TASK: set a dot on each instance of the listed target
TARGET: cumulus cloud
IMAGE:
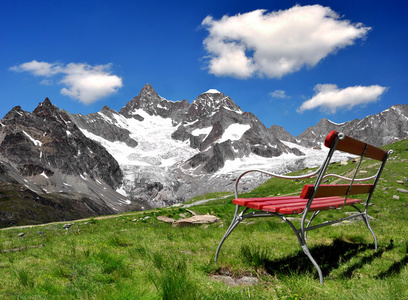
(279, 94)
(330, 98)
(83, 82)
(277, 43)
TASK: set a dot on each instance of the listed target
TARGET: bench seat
(293, 204)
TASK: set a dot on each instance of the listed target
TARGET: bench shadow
(330, 257)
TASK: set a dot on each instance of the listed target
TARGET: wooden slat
(245, 201)
(277, 207)
(259, 205)
(327, 190)
(316, 205)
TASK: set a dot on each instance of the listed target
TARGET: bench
(317, 197)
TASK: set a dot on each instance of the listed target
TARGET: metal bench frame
(347, 144)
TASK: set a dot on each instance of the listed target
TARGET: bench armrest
(272, 175)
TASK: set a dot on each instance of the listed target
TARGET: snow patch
(212, 91)
(234, 132)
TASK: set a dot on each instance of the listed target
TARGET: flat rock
(166, 219)
(228, 280)
(199, 219)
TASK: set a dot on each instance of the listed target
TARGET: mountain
(152, 153)
(380, 129)
(45, 152)
(171, 150)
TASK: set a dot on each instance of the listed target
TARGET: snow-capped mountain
(155, 152)
(380, 129)
(169, 151)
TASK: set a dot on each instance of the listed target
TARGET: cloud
(278, 94)
(83, 82)
(330, 98)
(277, 43)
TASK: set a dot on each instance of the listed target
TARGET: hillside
(135, 255)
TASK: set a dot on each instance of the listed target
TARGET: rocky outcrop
(380, 129)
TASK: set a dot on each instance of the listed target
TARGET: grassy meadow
(136, 256)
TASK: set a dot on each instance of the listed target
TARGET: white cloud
(330, 98)
(277, 43)
(279, 94)
(38, 68)
(83, 82)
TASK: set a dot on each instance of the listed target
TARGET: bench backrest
(341, 142)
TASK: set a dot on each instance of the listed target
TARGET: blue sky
(290, 63)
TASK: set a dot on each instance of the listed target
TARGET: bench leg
(235, 221)
(365, 218)
(319, 271)
(302, 241)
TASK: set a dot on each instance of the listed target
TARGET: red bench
(316, 197)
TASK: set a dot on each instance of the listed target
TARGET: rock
(191, 212)
(166, 219)
(245, 280)
(66, 226)
(199, 219)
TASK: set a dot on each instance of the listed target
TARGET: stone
(66, 226)
(166, 219)
(245, 280)
(199, 219)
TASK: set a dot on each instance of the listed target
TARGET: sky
(290, 63)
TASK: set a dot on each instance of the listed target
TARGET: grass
(135, 256)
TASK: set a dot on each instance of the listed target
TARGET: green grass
(135, 257)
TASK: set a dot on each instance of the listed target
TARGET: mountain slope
(380, 129)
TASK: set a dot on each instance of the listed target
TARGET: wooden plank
(314, 207)
(327, 190)
(300, 203)
(259, 205)
(245, 201)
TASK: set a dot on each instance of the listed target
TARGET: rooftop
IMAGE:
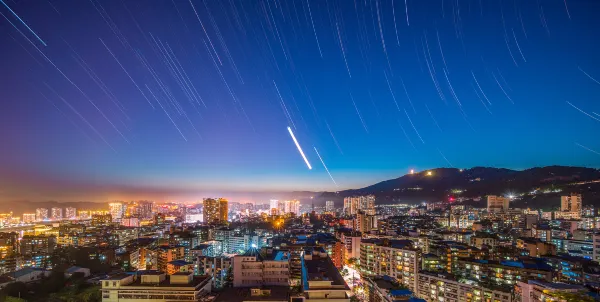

### Exercise
Repeat each entry precisely as it appears. Leave the pictures out.

### Answer space
TASK: set a dot on each instance of the listed target
TARGET: cumulus cloud
IMAGE:
(279, 94)
(330, 98)
(83, 82)
(277, 43)
TASK: set a dot on each instance of the listed target
TARGET: bench seat
(293, 204)
TASK: set a dot on each instance of the listed target
TARGET: bench shadow
(330, 257)
TASK: set a dot on each instance of the listed target
TARGET: wooden slat
(245, 201)
(277, 207)
(259, 205)
(327, 190)
(316, 205)
TASK: set a dot on each instance of the listed target
TARGET: bench
(317, 197)
TASK: set a dot on each instance of the listed target
TARGET: metal bench frame
(347, 144)
TASK: set a dot on each instance of the listed target
TARGET: bench armrest
(272, 175)
TASK: set a dot on each instance of the listed target
TARGET: snow patch
(212, 91)
(234, 132)
TASK: set a dot on each instance of the listed target
TARGET: flat rock
(166, 219)
(228, 280)
(199, 219)
TASK: set a dot on each instance of the listed target
TARGET: mountain
(152, 153)
(380, 129)
(45, 152)
(171, 150)
TASK: set a dot on each instance of the listed target
TARGET: snow-capped mountain
(155, 152)
(380, 129)
(169, 151)
TASK: set a dot on each instance of the listed target
TARGET: cloud
(278, 94)
(83, 82)
(330, 98)
(277, 43)
TASK: set a dot on each instance of the listed target
TARGET: hillside
(135, 255)
TASK: set a dot on each instance of the listed target
TARGET: rocky outcrop
(380, 129)
TASK: set a dot on each instance of the listed target
TARGET: grassy meadow
(136, 256)
TASK: set a dot on each instance of the listed target
TARGET: white cloud
(330, 98)
(277, 43)
(279, 94)
(38, 68)
(83, 82)
TASK: set a dot on each instance of the listed target
TARGET: bench backrest
(341, 142)
TASK: set a dot on each instance of the listed target
TARGET: blue sky
(290, 63)
TASK: set a dot on each instance of the listed target
TARGET: bench leg
(235, 221)
(365, 218)
(319, 271)
(302, 241)
TASK: set a dot on each instance of the listed target
TARGET: red bench
(316, 197)
TASK: set a dot on each instance of the listed target
TARGET: rock
(191, 212)
(166, 219)
(245, 280)
(66, 226)
(199, 219)
TASK: set a dot on each instance of the listed target
TARGET: stone
(66, 226)
(166, 219)
(245, 280)
(199, 219)
TASK: set a dot on each instance of the listed target
TARGET: sky
(290, 63)
TASK: set a dot on each instance of the listed target
TARGET: grass
(135, 256)
TASK: set a dot on each instance of the listed target
TARGET: green grass
(135, 257)
TASK: set a dot on each instance of the listed target
TARGET: mountain slope
(380, 129)
TASK: set a dot on each instance of the listed target
TARGET: wooden plank
(314, 207)
(327, 190)
(300, 203)
(259, 205)
(245, 201)
TASK: set a dot on each instance of the listed target
TARGET: rooftop
IMAGE:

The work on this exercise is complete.